Job 1:
Which lines of the records below contain the string "outcrop"? Return each of those lines in full, and treat case as significant.

Source extract:
┌────────
Wherever help is needed this worker will be there

From special-needs education to treating refugee children to a day out, Anne Marden has always been on hand to organise the best aid possible

Growing up in Shanghai in the 1930s, Anne Marden saw plenty of poverty around her.

The sufferings of the poor she saw in her youth inspired her to commit herself to a lifetime of helping the less fortunate, devoting herself to decades of aid work, particularly in education.

Marden returned to England with her family before the second world war, and she remained there until the late 1940s when she returned to Asia and married the late Wheelock Marden taipan John Marden. In 1960, she became director of the Red Cross in Hong Kong.

"At the time, we were an adjunct of the British Red Cross," says Marden, 87. "We started a school for physically handicapped children. Back then, if you started with everything working, you had a chance of making good. But if you had a disability of any kind, it was very different. The school was in Kwun Tong, which in those days was an empty hillside. We took in children who could benefit from an education."

It was Hong Kong's first special-needs school, which is today known as the Princess Alexandra Red Cross School. "The Red Cross was very small then. We used to go wherever we were needed," Marden says.

When fires broke out in the squatter areas, she and her colleagues would hand out clothing and blankets to people who had lost everything.

"I remember Typhoon Wanda [in 1962]," she says. "The whole school was rocking … The children had to sit up all night singing songs because of the typhoon roaring outside. The effects of typhoons were very different then."
└────────
Job 2:
Can you condense the paragraph in the article on Anne Marden that begins "Marden returned to England" into a short bulleted list that keeps its main facts?

(Location labeling records)
┌────────
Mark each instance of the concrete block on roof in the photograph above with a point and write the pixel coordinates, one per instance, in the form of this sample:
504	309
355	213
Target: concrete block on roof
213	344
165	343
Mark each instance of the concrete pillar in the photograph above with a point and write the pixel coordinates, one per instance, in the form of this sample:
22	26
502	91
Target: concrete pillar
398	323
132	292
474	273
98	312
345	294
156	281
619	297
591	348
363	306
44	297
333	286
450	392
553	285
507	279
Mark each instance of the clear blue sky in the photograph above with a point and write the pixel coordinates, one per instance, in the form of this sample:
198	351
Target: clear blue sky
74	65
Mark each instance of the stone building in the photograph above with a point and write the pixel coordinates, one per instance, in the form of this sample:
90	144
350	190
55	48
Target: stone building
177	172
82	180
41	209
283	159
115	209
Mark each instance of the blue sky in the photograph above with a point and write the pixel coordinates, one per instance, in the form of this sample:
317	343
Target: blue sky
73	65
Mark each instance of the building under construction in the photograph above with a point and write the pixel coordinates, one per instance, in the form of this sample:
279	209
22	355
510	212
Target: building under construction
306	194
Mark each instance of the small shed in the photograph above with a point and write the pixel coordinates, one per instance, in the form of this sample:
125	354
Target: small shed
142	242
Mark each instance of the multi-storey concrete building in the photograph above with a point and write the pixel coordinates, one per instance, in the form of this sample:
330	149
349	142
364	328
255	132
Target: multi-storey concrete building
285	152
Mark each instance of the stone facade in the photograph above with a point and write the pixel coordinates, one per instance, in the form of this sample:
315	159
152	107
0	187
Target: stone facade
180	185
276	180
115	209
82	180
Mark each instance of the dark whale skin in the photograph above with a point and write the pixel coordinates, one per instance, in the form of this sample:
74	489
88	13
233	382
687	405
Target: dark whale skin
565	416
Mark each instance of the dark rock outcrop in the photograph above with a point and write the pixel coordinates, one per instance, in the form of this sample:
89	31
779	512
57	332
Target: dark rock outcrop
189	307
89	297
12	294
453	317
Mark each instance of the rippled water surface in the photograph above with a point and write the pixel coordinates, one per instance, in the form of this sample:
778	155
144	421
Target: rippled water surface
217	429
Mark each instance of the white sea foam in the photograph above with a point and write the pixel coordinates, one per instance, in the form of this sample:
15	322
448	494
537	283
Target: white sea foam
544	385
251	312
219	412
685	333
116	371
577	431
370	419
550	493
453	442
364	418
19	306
└────────
┌────────
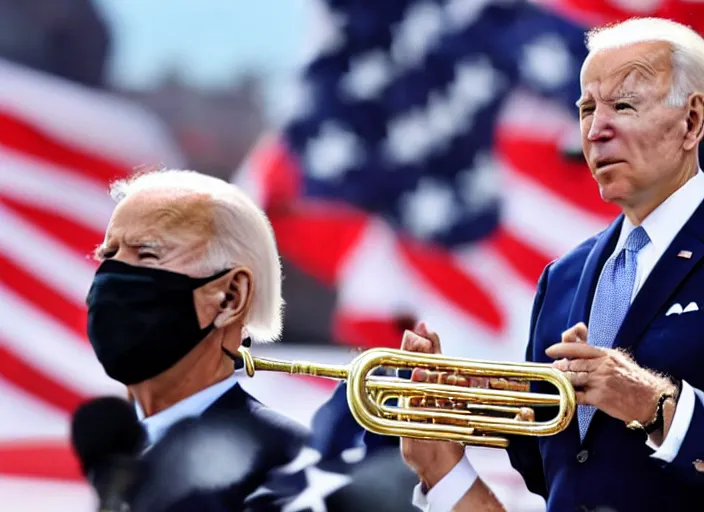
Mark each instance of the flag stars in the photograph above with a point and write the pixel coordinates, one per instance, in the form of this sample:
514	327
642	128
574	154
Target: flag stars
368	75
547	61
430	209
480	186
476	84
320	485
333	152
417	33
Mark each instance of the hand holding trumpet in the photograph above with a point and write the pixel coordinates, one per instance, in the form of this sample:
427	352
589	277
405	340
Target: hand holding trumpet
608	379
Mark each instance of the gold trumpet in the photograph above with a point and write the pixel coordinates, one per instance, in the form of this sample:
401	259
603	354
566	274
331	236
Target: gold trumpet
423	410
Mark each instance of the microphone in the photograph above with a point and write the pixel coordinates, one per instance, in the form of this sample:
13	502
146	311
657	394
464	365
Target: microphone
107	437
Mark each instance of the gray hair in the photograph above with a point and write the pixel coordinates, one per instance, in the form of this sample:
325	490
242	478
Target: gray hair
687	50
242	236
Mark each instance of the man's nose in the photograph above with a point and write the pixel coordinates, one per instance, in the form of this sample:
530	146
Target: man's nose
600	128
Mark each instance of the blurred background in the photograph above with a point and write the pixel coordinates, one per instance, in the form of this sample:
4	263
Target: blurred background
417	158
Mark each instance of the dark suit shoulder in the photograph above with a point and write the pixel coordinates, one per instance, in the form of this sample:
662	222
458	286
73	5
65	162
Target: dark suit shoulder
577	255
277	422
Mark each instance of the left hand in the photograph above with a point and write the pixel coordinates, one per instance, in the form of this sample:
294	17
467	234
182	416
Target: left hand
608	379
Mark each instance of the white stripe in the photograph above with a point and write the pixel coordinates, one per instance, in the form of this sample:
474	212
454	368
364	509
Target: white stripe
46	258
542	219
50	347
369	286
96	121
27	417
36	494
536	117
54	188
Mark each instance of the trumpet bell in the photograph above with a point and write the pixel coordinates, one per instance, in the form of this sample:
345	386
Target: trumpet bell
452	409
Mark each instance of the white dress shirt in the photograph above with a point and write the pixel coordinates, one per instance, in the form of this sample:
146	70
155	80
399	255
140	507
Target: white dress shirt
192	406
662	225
└────────
Reply 1:
Mark each instance of the dark rock outcrop in the photograph above with a point and write the pixel coordinates, one per instance, in the form of this sample:
Target: dark rock outcrop

Reply 2:
- Returned to England with her family before the second world war
- Stayed there until the late 1940s
- Went back to Asia and married the late Wheelock Marden taipan John Marden
- Became director of the Red Cross in Hong Kong in 1960